## start SUPPLIED RECORDS

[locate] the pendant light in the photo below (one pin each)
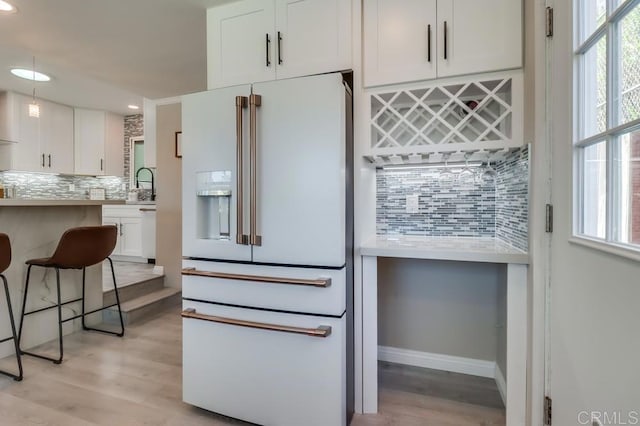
(34, 108)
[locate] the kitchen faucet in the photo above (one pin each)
(153, 190)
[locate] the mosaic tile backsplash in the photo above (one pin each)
(47, 186)
(512, 199)
(486, 208)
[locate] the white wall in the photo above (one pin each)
(441, 307)
(169, 201)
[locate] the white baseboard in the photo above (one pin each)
(502, 384)
(455, 364)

## end SUPPLIED RECORDS

## THE PROBLEM
Starting with the line that contains "[locate] the mosaic" and continuing through the last of the items, express those items as a two-column CSV with the headers item_text and answer, one row per item. Put each value in a single quoted field and replace any line breaks in it with spaces.

## RIGHT ANSWER
item_text,answer
"[locate] the mosaic tile backsplash in the photo above (one pin each)","(47, 186) (512, 199) (486, 208)"
"[locate] the white wall in the photo above (one pin each)","(441, 307) (169, 201)"
"[locate] the white baseboard in the photo above (one pin each)","(502, 384) (455, 364)"